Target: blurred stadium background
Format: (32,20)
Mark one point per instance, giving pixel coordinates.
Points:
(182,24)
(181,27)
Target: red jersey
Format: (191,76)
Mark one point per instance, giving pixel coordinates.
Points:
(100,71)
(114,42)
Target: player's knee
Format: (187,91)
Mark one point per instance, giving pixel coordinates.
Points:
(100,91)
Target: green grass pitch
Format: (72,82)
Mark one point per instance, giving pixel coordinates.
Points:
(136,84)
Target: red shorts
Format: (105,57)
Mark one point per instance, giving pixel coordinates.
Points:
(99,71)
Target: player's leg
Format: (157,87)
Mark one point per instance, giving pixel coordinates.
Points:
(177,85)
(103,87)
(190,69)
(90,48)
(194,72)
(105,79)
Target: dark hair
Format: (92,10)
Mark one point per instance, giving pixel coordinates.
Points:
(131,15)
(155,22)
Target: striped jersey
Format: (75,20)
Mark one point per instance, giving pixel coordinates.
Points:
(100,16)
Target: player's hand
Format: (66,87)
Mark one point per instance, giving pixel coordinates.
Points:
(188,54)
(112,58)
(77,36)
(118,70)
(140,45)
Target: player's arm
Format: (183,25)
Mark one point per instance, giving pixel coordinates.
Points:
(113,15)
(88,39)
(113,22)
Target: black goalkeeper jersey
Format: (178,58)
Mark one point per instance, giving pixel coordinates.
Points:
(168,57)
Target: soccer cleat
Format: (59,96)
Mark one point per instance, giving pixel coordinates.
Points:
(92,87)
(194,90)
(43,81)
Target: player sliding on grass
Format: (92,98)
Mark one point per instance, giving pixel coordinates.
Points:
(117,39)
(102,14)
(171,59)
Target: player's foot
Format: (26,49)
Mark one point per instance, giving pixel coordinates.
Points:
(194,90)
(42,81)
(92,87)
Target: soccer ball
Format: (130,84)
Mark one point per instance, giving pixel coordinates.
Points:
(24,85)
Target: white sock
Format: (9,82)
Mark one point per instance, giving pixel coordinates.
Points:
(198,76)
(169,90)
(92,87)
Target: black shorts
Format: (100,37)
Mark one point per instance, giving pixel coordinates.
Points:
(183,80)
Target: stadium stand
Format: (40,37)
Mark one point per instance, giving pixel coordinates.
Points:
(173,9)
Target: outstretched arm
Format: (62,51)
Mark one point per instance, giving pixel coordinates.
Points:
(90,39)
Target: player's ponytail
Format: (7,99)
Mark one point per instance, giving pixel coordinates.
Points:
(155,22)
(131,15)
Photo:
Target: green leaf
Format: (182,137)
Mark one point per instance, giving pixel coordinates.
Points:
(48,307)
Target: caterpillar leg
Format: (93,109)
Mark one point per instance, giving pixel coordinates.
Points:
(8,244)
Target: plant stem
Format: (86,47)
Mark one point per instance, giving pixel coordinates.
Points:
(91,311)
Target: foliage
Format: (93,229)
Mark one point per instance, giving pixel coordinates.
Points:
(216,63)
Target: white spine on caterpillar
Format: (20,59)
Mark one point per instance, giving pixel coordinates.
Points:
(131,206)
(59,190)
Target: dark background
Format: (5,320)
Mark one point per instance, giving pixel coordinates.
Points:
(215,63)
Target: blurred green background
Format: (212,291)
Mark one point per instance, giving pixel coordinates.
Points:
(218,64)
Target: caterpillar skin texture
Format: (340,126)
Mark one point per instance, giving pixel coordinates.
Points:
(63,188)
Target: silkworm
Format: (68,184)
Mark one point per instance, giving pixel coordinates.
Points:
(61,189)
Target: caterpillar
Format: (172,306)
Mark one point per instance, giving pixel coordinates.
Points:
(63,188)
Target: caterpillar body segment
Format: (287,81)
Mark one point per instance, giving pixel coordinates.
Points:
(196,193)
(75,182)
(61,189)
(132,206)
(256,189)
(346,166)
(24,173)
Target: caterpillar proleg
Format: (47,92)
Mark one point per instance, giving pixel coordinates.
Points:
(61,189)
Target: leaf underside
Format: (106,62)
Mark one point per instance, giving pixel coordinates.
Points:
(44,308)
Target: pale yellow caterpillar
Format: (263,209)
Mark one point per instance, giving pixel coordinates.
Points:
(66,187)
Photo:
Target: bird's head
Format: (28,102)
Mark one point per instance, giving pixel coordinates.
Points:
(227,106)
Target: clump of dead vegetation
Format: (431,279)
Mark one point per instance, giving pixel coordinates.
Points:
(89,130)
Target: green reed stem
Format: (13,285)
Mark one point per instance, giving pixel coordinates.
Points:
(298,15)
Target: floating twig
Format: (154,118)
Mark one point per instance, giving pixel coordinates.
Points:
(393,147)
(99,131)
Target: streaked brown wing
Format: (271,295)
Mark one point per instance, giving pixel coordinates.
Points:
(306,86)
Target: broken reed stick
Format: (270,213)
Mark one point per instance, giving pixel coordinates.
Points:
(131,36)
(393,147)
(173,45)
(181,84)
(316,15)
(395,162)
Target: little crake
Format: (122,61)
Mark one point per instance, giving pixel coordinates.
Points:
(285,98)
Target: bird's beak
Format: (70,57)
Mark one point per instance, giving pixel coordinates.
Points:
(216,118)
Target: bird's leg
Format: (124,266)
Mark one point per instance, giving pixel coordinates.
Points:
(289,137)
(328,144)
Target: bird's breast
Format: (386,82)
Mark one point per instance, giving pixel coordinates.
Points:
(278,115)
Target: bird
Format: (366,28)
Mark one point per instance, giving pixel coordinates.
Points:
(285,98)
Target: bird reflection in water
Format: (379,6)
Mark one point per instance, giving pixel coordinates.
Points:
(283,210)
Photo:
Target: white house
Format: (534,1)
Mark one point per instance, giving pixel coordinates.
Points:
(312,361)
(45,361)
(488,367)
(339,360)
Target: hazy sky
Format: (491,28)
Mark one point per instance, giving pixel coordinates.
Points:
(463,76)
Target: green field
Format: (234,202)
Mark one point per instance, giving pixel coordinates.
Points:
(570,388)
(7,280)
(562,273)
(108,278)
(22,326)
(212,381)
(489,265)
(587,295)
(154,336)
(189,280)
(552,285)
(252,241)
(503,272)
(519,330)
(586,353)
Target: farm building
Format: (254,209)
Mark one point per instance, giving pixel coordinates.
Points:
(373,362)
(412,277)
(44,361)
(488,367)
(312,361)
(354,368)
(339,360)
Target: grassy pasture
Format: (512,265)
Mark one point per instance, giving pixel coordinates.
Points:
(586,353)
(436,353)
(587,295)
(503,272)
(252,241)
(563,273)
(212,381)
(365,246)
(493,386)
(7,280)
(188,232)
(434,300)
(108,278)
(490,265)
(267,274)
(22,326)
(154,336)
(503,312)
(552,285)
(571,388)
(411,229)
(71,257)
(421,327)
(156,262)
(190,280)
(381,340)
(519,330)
::::::::
Try it: Read through the entries above and copy each line that has the string "leaf" in it.

Answer box:
Target: green leaf
Target: leaf underside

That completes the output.